- **YOUR INSTRUCTIONS**:
Restate the data below word for word, leaving nothing out.
BEGIN DATA RECORDS
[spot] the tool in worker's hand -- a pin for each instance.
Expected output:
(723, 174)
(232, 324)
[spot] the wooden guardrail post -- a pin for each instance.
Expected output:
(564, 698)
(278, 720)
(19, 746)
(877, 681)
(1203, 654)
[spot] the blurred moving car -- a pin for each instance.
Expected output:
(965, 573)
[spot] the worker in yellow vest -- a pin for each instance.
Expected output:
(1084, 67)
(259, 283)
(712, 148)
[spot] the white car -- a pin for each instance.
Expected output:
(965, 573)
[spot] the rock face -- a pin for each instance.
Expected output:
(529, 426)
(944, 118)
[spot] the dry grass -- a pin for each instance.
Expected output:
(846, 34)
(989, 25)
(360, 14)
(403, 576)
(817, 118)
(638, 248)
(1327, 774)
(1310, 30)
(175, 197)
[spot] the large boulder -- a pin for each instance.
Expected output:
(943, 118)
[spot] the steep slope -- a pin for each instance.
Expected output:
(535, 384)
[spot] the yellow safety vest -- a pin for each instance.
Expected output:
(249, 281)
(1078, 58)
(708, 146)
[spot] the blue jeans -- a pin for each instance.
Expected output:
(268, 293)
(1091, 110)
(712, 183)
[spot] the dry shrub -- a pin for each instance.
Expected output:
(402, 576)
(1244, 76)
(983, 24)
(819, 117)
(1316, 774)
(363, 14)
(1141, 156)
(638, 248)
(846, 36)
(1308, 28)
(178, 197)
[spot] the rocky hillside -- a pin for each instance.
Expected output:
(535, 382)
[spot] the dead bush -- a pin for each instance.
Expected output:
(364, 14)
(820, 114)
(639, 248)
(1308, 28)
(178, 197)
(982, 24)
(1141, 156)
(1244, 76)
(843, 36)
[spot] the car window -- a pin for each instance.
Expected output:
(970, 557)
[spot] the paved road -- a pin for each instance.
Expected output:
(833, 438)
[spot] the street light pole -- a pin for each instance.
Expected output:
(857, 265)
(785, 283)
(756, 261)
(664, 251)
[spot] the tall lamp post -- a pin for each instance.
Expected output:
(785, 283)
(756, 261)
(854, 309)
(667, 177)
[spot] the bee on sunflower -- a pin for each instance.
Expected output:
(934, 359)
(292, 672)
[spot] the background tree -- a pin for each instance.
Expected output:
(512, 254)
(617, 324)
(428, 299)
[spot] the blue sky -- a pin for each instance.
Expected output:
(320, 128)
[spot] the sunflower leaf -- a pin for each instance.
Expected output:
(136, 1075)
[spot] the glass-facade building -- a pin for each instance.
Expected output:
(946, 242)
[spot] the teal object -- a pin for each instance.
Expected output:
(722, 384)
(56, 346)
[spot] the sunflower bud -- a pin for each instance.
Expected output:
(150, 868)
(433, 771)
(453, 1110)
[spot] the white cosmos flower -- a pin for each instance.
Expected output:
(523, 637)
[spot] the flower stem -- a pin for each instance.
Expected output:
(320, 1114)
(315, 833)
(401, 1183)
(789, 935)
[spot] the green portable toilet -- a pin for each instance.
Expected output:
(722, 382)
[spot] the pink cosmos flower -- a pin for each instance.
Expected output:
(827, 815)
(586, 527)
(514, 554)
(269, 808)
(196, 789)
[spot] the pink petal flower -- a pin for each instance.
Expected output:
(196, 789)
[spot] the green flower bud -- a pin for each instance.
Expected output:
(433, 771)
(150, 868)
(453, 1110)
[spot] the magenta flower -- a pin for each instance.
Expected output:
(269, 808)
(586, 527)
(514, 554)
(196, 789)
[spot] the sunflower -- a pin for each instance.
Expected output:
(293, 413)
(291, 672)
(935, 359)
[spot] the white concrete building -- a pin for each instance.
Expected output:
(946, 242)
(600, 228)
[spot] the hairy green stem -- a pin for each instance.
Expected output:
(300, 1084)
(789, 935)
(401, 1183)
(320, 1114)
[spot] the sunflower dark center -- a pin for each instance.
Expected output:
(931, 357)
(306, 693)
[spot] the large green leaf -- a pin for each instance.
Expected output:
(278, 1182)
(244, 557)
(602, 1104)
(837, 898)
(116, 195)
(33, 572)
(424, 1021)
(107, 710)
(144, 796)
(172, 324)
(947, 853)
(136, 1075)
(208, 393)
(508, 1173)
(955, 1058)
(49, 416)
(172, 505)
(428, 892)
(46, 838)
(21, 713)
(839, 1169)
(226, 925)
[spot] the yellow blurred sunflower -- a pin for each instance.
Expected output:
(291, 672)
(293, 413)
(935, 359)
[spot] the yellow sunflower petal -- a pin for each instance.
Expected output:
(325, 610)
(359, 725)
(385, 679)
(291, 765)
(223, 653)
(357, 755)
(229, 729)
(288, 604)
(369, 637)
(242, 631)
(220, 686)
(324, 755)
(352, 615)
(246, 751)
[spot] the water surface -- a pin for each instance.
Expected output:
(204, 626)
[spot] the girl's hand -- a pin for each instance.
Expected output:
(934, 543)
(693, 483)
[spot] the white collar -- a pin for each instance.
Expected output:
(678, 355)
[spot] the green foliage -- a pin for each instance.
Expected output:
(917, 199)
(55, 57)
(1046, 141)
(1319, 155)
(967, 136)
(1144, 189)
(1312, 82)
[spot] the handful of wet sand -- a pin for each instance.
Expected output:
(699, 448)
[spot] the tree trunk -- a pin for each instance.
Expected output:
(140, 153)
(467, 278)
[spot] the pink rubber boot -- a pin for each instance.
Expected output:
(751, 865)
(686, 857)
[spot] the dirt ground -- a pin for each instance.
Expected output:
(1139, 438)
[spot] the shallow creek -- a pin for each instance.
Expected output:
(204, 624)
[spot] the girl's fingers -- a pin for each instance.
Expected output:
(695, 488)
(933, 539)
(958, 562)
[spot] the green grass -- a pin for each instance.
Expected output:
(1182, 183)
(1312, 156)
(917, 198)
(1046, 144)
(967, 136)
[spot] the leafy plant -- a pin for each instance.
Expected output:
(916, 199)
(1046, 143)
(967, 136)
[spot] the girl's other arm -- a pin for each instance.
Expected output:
END DATA RECORDS
- **RESPONSE AREA**:
[spot] the tool in worker's hand -- a pin for each instance.
Expected output:
(723, 174)
(232, 324)
[spot] the wooden guardrail post -- a pin for each instance.
Expected output:
(564, 698)
(278, 720)
(19, 746)
(877, 681)
(1203, 654)
[spot] the blurred moving car -- a pin for each instance.
Expected output:
(965, 573)
[spot] the worker in yellow vest -- a pin for each instance.
Expected output:
(1084, 67)
(259, 283)
(712, 148)
[spot] the white car -- a pin for each instance.
Expected output:
(965, 573)
[spot] the rock face -- a pin for each instance.
Expected output:
(529, 426)
(944, 118)
[spot] the dry grass -- a pin for each instance.
Expected output:
(846, 34)
(989, 25)
(360, 14)
(403, 576)
(817, 118)
(638, 248)
(1327, 774)
(1310, 30)
(175, 197)
[spot] the large boulder -- a pin for each instance.
Expected output:
(943, 118)
[spot] the steep slope -- a pin for each instance.
Expected output:
(535, 384)
[spot] the yellow safety vest -- a pin for each instance.
Expected output:
(249, 281)
(1078, 58)
(708, 146)
[spot] the blue jeans -- a pin for each instance.
Expected output:
(268, 293)
(1091, 110)
(712, 183)
[spot] the dry shrub -- a pin for each instance.
Expected output:
(402, 576)
(1244, 76)
(983, 24)
(819, 117)
(1316, 774)
(363, 14)
(1141, 156)
(638, 248)
(846, 36)
(1308, 28)
(178, 197)
[spot] the rocky hillside -- a pin for each instance.
Expected output:
(535, 382)
[spot] the dead bush -- a pin for each instance.
Expected output:
(364, 14)
(820, 114)
(639, 248)
(1308, 28)
(178, 197)
(982, 24)
(1141, 156)
(1244, 76)
(843, 36)
[spot] the car window -- a pin for each instance.
Expected output:
(970, 557)
[spot] the paved road -- a pin for each instance.
Expected output:
(833, 438)
[spot] the street light pole -- a pin for each instance.
Expected output:
(857, 265)
(785, 283)
(756, 261)
(664, 251)
[spot] the tall lamp post -- a pin for each instance.
Expected output:
(785, 283)
(756, 261)
(854, 309)
(667, 177)
[spot] the bee on sunflower -- a pin for each instance.
Expected output:
(934, 359)
(292, 672)
[spot] the background tree -- a pin for each instance.
Expected output:
(512, 254)
(617, 324)
(428, 299)
[spot] the blue sky -- a pin for each instance.
Expected output:
(320, 128)
[spot] the sunflower leaf -- a pin for each instance.
Expected output:
(136, 1075)
[spot] the glass-facade building -- a pin for each instance.
Expected output:
(946, 242)
[spot] the teal object -- a pin for each instance.
Expected output:
(722, 384)
(56, 346)
[spot] the sunflower bud -- a pin for each instance.
Expected output:
(150, 868)
(433, 771)
(453, 1110)
[spot] the white cosmos flower -- a pin for each instance.
Expected output:
(523, 637)
[spot] the flower stem -- a pin for each instance.
Expected output:
(320, 1114)
(315, 833)
(401, 1183)
(789, 935)
[spot] the green portable toilet -- a pin for each instance.
Expected output:
(722, 382)
[spot] the pink cosmos flower -- a pin for each instance.
Expected output:
(827, 815)
(586, 527)
(514, 554)
(269, 808)
(196, 789)
[spot] the pink petal flower -- a pin for each instance.
Expected output:
(196, 789)
[spot] the green flower bud -- a pin for each instance.
Expected output:
(433, 771)
(150, 868)
(453, 1110)
[spot] the magenta flower -- a pin for each instance.
Expected output:
(269, 808)
(586, 527)
(514, 554)
(196, 789)
[spot] the sunflower -- a pin for each instance.
Expected output:
(293, 413)
(291, 672)
(935, 359)
[spot] the white concrete building -- a pin for each instance.
Expected output:
(946, 242)
(600, 228)
[spot] the hairy green stem -- a pin for each instance.
Expected output:
(300, 1084)
(789, 935)
(401, 1183)
(320, 1114)
[spot] the sunflower dark center -- a pin for each instance.
Expected output:
(931, 357)
(306, 693)
[spot] the large green leaf -- a pin for each instance.
Expected output:
(278, 1182)
(244, 557)
(602, 1104)
(837, 898)
(116, 195)
(33, 572)
(424, 1021)
(107, 710)
(144, 796)
(172, 324)
(947, 853)
(136, 1075)
(208, 393)
(508, 1173)
(955, 1058)
(49, 416)
(172, 505)
(428, 892)
(46, 838)
(21, 713)
(839, 1169)
(226, 925)
[spot] the yellow blurred sunflower -- a pin for each instance.
Expected output:
(291, 672)
(293, 413)
(935, 359)
[spot] the yellow sunflower petal -- a pin for each instance.
Expected output:
(325, 610)
(359, 725)
(385, 679)
(291, 765)
(223, 653)
(357, 755)
(229, 729)
(288, 604)
(369, 637)
(242, 631)
(220, 686)
(324, 755)
(352, 615)
(246, 751)
[spot] the water surface -- a pin for each instance.
Expected output:
(204, 626)
[spot] the girl's hand -- a pin for each instance.
Expected output:
(934, 543)
(693, 483)
[spot] the white collar -- a pin for each instance.
Expected output:
(678, 355)
[spot] the green foliage -- a pin for each instance.
Expected output:
(917, 199)
(55, 57)
(1046, 141)
(1319, 155)
(967, 136)
(1144, 189)
(1312, 82)
[spot] the handful of wet sand -- a pin for each instance.
Expected output:
(699, 448)
[spot] the tree trunk -- a pin for each instance.
Expected output:
(140, 153)
(467, 278)
[spot] the pink rubber boot -- a pin for each instance.
Expected output:
(751, 865)
(686, 857)
[spot] the dirt ground -- a pin for each instance.
Expected output:
(1139, 438)
[spot] the shallow creek -- a pin for each instance.
Expected output:
(204, 624)
[spot] the girl's fingers -- a pin for each instance.
Expected output:
(695, 488)
(933, 539)
(958, 562)
[spot] the green grass -- a pin for each instance.
Expected output:
(1182, 183)
(1312, 156)
(917, 198)
(1046, 144)
(967, 136)
[spot] the leafy plant -- a pin for each instance.
Expected output:
(916, 199)
(1046, 143)
(967, 136)
[spot] the girl's other arm -- a pin for each instance.
Expected output:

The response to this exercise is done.